## START ENTRIES SHOWN
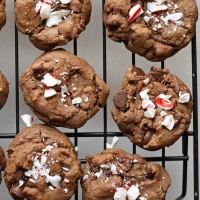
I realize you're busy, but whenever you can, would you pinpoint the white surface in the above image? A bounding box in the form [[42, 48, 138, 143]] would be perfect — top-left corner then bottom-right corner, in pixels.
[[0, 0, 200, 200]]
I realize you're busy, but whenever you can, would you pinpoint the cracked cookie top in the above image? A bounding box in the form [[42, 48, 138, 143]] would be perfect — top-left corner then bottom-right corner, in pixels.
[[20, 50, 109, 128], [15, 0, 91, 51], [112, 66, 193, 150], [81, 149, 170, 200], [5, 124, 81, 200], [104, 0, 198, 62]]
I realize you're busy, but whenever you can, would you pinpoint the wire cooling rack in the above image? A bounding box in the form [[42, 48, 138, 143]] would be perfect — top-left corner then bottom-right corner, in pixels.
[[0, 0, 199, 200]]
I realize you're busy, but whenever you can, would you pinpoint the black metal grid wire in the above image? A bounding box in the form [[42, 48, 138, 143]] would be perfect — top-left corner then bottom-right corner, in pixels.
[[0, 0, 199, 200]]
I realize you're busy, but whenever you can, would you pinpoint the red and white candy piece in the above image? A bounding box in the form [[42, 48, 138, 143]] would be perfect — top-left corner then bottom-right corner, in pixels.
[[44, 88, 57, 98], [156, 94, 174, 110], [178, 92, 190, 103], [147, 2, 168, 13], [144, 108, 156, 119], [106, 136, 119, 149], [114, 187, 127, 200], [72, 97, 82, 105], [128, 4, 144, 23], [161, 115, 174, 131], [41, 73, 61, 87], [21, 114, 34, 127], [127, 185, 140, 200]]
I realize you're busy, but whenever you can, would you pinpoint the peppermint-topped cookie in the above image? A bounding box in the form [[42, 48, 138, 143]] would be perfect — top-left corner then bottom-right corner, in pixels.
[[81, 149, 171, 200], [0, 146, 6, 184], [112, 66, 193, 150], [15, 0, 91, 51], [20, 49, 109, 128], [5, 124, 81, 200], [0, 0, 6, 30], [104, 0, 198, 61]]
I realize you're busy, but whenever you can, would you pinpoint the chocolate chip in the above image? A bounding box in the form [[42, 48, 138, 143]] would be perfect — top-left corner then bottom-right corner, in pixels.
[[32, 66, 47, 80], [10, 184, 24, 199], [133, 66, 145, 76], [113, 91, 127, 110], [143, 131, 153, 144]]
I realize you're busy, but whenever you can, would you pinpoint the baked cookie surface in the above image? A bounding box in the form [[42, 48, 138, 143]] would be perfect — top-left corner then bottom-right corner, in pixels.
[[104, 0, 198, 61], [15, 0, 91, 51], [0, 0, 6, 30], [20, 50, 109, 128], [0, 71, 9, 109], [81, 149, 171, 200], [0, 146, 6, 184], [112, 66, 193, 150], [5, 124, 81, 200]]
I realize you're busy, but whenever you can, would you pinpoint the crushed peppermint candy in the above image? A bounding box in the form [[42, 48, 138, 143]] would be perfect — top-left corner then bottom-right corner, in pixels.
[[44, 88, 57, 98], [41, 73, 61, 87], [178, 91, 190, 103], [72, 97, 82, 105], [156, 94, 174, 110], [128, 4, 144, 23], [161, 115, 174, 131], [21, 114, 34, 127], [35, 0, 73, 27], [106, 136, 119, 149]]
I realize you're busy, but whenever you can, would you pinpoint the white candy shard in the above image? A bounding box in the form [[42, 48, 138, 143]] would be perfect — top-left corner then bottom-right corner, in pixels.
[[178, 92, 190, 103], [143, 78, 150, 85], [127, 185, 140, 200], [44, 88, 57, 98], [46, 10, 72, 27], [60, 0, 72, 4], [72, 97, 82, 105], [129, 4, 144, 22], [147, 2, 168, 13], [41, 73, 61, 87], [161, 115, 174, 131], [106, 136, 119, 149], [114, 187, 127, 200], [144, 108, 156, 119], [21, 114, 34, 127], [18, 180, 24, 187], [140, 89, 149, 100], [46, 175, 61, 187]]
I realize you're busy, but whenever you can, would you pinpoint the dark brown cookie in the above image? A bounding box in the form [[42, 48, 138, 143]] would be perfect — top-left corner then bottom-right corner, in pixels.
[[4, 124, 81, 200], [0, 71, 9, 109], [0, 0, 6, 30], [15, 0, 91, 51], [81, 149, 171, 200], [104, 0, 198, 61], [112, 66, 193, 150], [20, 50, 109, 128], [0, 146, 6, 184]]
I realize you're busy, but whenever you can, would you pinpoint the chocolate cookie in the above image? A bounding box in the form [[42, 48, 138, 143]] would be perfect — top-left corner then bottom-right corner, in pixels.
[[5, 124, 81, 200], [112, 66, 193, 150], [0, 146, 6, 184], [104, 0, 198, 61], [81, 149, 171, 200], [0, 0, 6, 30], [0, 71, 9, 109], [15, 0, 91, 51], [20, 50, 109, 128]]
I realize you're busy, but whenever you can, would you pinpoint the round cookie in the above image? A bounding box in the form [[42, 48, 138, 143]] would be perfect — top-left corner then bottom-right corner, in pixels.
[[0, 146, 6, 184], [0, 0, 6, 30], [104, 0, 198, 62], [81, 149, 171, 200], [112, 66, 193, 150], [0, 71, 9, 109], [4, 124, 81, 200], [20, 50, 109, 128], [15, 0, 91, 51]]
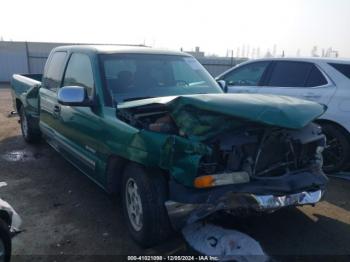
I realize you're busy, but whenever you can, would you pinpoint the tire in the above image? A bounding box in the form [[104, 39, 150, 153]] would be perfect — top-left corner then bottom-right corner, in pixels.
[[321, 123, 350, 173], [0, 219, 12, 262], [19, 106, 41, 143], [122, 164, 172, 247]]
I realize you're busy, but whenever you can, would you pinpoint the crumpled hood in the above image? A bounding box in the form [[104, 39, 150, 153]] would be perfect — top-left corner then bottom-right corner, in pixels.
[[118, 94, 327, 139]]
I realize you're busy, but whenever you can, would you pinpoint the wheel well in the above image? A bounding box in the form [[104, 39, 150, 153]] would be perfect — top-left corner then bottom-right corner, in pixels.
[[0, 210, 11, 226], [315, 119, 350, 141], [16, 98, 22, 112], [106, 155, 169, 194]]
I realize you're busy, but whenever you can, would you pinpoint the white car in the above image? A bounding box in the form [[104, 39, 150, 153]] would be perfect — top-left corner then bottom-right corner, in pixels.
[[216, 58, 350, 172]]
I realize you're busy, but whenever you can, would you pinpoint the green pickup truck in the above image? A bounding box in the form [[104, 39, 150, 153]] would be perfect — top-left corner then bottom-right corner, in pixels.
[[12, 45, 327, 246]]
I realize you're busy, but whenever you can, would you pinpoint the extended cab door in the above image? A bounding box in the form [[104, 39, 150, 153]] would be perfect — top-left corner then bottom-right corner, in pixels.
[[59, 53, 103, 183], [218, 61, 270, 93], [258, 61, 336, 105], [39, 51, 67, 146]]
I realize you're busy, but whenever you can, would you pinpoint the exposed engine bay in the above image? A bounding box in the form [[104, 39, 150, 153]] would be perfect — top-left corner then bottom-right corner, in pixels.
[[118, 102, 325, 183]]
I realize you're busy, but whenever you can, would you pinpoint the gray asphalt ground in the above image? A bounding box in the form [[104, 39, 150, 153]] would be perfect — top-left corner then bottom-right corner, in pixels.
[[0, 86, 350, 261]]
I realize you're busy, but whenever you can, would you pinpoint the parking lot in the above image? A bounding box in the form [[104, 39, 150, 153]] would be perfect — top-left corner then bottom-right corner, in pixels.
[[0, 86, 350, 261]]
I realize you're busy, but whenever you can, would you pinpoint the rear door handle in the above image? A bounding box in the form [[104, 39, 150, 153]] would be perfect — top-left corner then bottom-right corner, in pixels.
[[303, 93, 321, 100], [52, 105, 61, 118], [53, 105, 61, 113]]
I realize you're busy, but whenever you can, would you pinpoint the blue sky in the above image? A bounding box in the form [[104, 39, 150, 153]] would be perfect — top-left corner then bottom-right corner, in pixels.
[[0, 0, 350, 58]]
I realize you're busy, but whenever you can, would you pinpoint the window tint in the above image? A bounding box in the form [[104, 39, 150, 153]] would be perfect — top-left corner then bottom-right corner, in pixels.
## END ENTRIES SHOWN
__STATED PROBLEM__: Lay out the stretch of material from the line containing "the chocolate cookie" through the line containing "50, 109, 128]]" as a two-column CSV with the columns label_prompt and boxes. Give one row for each text with its answer, and put each value in a single quoted field with any line breaks turned into spaces.

__WRITTEN ANSWER__:
label_prompt,boxes
"I realize you're busy, but whenever you can, would you pinpoint the chocolate cookie in the above image? A bounding box in the form [[42, 48, 138, 143]] would be perfect — top-left corner then bottom-right corner, in pixels.","[[5, 124, 81, 200], [112, 66, 193, 150], [0, 146, 6, 184], [104, 0, 198, 61], [81, 149, 171, 200], [0, 0, 6, 30], [0, 71, 9, 109], [15, 0, 91, 51], [20, 50, 109, 128]]"